*Set exercise*: Tally the lines of the records that contain the string "segment", treating uppercase and lowercase as different. Reply with the number alone.

*Extracted material*:
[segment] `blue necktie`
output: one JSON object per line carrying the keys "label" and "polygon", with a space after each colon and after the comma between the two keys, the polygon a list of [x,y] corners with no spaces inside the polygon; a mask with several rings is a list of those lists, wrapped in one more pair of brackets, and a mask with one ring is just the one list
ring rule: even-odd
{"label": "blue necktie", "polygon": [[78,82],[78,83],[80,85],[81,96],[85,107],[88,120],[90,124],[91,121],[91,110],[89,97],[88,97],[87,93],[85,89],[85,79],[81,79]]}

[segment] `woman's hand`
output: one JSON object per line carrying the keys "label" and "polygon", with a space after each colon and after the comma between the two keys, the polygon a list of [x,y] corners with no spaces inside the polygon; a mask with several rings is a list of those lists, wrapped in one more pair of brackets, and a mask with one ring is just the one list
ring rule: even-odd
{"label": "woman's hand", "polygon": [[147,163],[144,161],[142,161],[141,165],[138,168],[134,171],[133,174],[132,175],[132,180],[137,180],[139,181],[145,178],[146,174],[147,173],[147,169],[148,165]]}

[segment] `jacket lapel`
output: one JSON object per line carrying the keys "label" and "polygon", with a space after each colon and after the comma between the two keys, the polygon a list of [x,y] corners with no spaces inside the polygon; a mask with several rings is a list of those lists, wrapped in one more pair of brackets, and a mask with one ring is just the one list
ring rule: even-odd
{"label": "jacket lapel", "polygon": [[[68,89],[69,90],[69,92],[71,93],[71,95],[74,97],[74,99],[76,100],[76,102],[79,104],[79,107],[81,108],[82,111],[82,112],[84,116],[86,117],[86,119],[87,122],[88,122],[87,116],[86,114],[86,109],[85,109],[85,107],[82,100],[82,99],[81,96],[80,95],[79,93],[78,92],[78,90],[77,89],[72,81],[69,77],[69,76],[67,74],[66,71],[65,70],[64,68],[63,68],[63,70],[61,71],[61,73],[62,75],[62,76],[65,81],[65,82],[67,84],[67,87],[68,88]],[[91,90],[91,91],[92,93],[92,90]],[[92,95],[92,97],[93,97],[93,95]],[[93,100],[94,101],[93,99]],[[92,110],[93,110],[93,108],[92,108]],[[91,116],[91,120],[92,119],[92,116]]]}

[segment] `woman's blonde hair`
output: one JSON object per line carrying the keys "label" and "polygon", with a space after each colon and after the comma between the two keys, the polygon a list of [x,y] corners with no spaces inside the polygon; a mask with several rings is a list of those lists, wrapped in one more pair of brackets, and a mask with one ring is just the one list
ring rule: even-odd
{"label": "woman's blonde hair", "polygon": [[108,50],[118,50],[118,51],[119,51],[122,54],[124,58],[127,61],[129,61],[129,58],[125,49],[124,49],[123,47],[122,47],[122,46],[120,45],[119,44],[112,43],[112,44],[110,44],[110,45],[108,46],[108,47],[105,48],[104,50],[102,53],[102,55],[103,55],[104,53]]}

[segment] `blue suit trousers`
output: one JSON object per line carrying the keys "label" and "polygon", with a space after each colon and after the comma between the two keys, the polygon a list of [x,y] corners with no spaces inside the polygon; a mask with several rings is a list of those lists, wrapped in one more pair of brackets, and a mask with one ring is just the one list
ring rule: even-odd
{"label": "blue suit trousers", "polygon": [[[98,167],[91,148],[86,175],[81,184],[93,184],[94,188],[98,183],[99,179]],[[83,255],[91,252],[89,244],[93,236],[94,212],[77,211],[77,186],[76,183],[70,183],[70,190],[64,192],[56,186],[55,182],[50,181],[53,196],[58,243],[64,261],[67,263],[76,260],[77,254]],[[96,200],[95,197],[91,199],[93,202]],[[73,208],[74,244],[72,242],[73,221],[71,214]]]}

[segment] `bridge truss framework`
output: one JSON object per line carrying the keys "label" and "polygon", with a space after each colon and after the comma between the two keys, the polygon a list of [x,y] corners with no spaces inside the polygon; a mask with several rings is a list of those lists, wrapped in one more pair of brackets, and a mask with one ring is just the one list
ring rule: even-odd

*Reply*: 6